:: Dataset records ::
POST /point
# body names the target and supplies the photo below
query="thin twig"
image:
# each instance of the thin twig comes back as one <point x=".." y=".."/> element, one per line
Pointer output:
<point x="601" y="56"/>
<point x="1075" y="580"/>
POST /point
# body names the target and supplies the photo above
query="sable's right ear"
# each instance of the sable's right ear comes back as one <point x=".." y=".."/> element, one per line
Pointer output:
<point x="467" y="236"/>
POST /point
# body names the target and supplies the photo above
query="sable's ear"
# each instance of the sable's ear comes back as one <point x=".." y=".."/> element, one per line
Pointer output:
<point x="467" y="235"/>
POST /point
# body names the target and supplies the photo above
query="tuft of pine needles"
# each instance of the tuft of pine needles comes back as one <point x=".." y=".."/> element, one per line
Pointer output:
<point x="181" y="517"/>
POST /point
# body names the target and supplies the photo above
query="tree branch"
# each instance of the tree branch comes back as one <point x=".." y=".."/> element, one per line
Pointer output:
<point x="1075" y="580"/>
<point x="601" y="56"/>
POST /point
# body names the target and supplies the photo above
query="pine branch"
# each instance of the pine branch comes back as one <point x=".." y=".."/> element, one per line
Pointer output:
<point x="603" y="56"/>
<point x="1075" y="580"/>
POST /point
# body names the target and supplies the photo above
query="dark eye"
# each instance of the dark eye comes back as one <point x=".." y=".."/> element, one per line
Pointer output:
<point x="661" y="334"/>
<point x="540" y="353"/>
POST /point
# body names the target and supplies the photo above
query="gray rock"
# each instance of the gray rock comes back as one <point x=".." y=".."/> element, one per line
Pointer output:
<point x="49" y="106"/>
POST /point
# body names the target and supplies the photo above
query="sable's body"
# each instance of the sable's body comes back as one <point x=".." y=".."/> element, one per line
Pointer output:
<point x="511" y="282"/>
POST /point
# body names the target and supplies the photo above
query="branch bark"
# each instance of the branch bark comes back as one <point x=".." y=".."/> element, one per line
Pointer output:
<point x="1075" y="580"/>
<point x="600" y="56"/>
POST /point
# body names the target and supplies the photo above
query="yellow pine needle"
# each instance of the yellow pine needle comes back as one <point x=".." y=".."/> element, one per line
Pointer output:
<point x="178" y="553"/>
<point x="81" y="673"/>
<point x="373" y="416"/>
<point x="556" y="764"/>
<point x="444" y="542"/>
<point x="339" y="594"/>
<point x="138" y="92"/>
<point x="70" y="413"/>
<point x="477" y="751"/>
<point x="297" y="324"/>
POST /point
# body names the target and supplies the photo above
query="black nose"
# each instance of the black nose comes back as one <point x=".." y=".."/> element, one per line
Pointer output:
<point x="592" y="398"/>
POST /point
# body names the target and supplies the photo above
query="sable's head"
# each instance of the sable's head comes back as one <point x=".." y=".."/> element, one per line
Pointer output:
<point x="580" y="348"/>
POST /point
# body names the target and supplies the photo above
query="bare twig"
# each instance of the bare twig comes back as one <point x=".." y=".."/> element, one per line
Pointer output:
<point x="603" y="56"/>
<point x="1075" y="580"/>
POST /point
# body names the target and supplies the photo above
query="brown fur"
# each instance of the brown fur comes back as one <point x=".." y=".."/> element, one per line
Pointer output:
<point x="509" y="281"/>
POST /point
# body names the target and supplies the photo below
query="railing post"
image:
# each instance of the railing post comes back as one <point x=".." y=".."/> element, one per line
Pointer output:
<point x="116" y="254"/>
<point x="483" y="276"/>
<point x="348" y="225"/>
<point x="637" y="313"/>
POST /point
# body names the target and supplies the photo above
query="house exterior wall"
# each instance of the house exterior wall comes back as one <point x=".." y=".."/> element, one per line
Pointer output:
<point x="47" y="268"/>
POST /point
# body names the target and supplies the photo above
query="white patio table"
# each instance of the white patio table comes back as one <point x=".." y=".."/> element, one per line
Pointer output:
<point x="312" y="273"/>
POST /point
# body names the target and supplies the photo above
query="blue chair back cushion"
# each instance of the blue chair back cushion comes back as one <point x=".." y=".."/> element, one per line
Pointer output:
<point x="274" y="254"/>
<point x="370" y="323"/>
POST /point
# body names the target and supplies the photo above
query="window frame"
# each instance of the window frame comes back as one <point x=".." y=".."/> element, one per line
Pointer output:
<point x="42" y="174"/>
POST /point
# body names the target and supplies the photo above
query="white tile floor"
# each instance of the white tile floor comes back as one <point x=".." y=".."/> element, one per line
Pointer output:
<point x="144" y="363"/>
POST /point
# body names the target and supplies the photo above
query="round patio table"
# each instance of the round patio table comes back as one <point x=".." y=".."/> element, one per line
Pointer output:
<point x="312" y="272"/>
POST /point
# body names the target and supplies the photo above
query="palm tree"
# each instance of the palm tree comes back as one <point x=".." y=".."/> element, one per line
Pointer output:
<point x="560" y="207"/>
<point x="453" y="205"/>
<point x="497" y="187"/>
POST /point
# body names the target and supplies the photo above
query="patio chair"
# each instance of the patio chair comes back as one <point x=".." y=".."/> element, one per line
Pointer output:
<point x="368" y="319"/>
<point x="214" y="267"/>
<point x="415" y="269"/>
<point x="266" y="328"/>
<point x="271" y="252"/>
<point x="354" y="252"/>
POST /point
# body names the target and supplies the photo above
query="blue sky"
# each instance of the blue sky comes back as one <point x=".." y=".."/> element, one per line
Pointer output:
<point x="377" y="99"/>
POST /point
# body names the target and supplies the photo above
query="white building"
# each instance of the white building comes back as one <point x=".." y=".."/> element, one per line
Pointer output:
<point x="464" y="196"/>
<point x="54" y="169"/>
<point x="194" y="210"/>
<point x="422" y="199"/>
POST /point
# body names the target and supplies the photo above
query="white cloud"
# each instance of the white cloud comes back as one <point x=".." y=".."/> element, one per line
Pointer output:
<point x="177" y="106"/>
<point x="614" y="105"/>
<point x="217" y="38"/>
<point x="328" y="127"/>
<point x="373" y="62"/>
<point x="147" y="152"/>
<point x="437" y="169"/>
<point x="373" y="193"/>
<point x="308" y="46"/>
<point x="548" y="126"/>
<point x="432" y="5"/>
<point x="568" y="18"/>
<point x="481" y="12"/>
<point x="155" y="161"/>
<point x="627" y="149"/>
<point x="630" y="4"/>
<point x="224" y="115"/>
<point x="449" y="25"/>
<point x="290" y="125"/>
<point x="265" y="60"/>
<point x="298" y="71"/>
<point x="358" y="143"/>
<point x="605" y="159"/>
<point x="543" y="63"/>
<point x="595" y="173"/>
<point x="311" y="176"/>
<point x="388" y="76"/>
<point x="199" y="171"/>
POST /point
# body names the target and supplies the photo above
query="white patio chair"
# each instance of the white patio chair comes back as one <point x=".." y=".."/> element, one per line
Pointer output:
:::
● Do this
Repeat the data above exactly.

● Reply
POST /point
# body names the target and supplies the photo below
query="thin twig"
image:
# each instance of the thin twig comes back as one <point x=".." y=".."/> element, one per line
Pointer output:
<point x="601" y="56"/>
<point x="1075" y="580"/>
POST /point
# body names the target and supplies the photo above
query="sable's right ear"
# each instance of the sable's right ear comes back as one <point x=".." y=".."/> element, one per line
Pointer output:
<point x="467" y="236"/>
POST /point
# body names the target and supplies the photo above
query="sable's ear"
# each instance of the sable's ear comes back as one <point x=".." y=".."/> element, one per line
Pointer output:
<point x="467" y="235"/>
POST /point
# body names the target and supplies the photo above
query="tuft of pine needles"
# each instance of the tuft of pine needles comes back as one <point x=".." y=".."/> element, one per line
Pointer output:
<point x="181" y="517"/>
POST /point
# body names the target and supplies the photo above
query="tree branch"
# each instance of the tree branch comes back as one <point x=".." y=".."/> element, one per line
Pointer output:
<point x="1075" y="580"/>
<point x="601" y="56"/>
POST /point
# body names the target and supplies the photo above
query="pine branch"
# each instance of the pine branch comes back as one <point x=".." y=".."/> element, one per line
Pointer output:
<point x="603" y="56"/>
<point x="1075" y="580"/>
POST /point
# body names the target and supplies the photo above
query="dark eye"
# each instance of the dark eye comes back as one <point x=".." y=".."/> element, one per line
Pointer output:
<point x="661" y="334"/>
<point x="540" y="353"/>
POST /point
# body names the target and supplies the photo above
query="gray rock"
# each instance of the gray rock comes back as one <point x=".." y=".."/> element, one per line
Pointer output:
<point x="49" y="106"/>
POST /point
# body names the target and supplies the photo above
query="sable's body"
# each instance of the sable's body comes back as one <point x=".." y=".."/> element, one per line
Pointer output:
<point x="511" y="282"/>
POST /point
# body names the target and supplies the photo above
query="branch bark"
# each instance of the branch bark comes back as one <point x=".." y=".."/> element, one per line
Pointer output:
<point x="1075" y="580"/>
<point x="600" y="56"/>
POST /point
# body names the target and supplies the photo above
query="yellow pine needle"
# each instance of the yellow pine needle comes back as one <point x=".." y=".."/> element, one per line
Pointer output:
<point x="178" y="553"/>
<point x="81" y="673"/>
<point x="373" y="416"/>
<point x="556" y="764"/>
<point x="444" y="542"/>
<point x="339" y="594"/>
<point x="138" y="92"/>
<point x="70" y="413"/>
<point x="477" y="751"/>
<point x="297" y="324"/>
POST /point
# body names the target and supplies the photo above
query="black nose"
# each instance of the black nose comes back as one <point x=".." y=".."/> element, one per line
Pointer output:
<point x="592" y="398"/>
POST /point
# body names the target and supplies the photo above
query="sable's head"
# each instance of the sable's head comes back as one <point x=".." y=".."/> element, one per line
Pointer output:
<point x="580" y="348"/>
POST /point
# body names the target and supplies the photo above
query="bare twig"
# each instance of the bare twig comes back as one <point x=".." y=".."/> element, one per line
Pointer output:
<point x="603" y="56"/>
<point x="1075" y="580"/>
POST /point
# body names the target and supplies the photo above
query="brown fur"
# each instance of the brown fur comes back as one <point x=".." y=".."/> element, one per line
Pointer output:
<point x="509" y="281"/>
POST /point
# body names the target and supplies the photo below
query="railing post"
image:
# each instance of the railing post comes back as one <point x=".." y=".."/> element, one per line
Pointer output:
<point x="116" y="254"/>
<point x="483" y="276"/>
<point x="348" y="225"/>
<point x="637" y="313"/>
POST /point
# body names the target and supplies the photo above
query="house exterior wall"
# each instance of the house exterior wall comes back as one <point x=".." y=".."/> element, one per line
Pointer output:
<point x="47" y="268"/>
POST /point
# body names the target and supplies the photo above
query="white patio table"
# each instance of the white patio table comes back as one <point x=".." y=".."/> element, one per line
Pointer output:
<point x="312" y="273"/>
POST /point
# body names the target and supplies the photo above
query="blue chair back cushion"
# each instance of the blue chair back cushion comes back as one <point x=".." y=".."/> element, one per line
Pointer output:
<point x="274" y="254"/>
<point x="370" y="323"/>
POST /point
# body names the target and supplies the photo above
query="window frame"
# each instance of the window frame comes back as one <point x=".." y=".."/> element, one per line
Pointer output:
<point x="42" y="174"/>
POST /point
# body names the target and supplies the photo above
query="white tile floor"
# each instance of the white tile floor comes back as one <point x=".." y=".."/> element, one per line
Pointer output:
<point x="144" y="363"/>
POST /point
# body names the target and supplies the photo above
query="round patio table"
# each instance of the round patio table comes back as one <point x=".." y=".."/> element, one per line
Pointer output:
<point x="312" y="272"/>
POST /point
# body names the target and supplies the photo above
query="palm tree"
# each instance of the palm tree comes back as one <point x=".." y=".."/> element, one per line
Pointer output:
<point x="560" y="207"/>
<point x="453" y="205"/>
<point x="497" y="187"/>
POST /point
# body names the target and supplies the photo above
query="patio chair"
# each instance of the patio chair comes back as one <point x=".." y=".."/> element, one per line
Pointer output:
<point x="368" y="319"/>
<point x="214" y="267"/>
<point x="415" y="269"/>
<point x="266" y="328"/>
<point x="271" y="252"/>
<point x="354" y="252"/>
POST /point
# body names the target and supplies the photo above
query="blue sky"
# each instance of the blue sky comes back as one <point x=".." y=".."/> element, one per line
Pointer output:
<point x="377" y="99"/>
POST /point
# body names the target and supplies the photo above
query="white building"
# each instance of the white building comes back as one <point x=".." y=".."/> element, one per line
Pointer output:
<point x="464" y="196"/>
<point x="54" y="169"/>
<point x="194" y="210"/>
<point x="422" y="199"/>
POST /point
# body names the target and supplies the photo above
query="white cloud"
# each instance of the white cloud comes back as one <point x=".." y=".."/> element, one per line
Pointer output:
<point x="177" y="106"/>
<point x="614" y="105"/>
<point x="217" y="38"/>
<point x="328" y="127"/>
<point x="373" y="62"/>
<point x="147" y="152"/>
<point x="437" y="169"/>
<point x="373" y="193"/>
<point x="308" y="46"/>
<point x="548" y="126"/>
<point x="432" y="5"/>
<point x="568" y="18"/>
<point x="481" y="12"/>
<point x="155" y="161"/>
<point x="627" y="149"/>
<point x="630" y="4"/>
<point x="224" y="115"/>
<point x="449" y="25"/>
<point x="290" y="125"/>
<point x="265" y="60"/>
<point x="298" y="71"/>
<point x="358" y="143"/>
<point x="605" y="159"/>
<point x="543" y="63"/>
<point x="595" y="173"/>
<point x="311" y="176"/>
<point x="388" y="76"/>
<point x="199" y="171"/>
POST /point
# body names the target and supplies the photo above
query="white patio chair"
# each instance of the white patio chair comes back as one <point x=".." y=".."/> element, one per line
Pointer output:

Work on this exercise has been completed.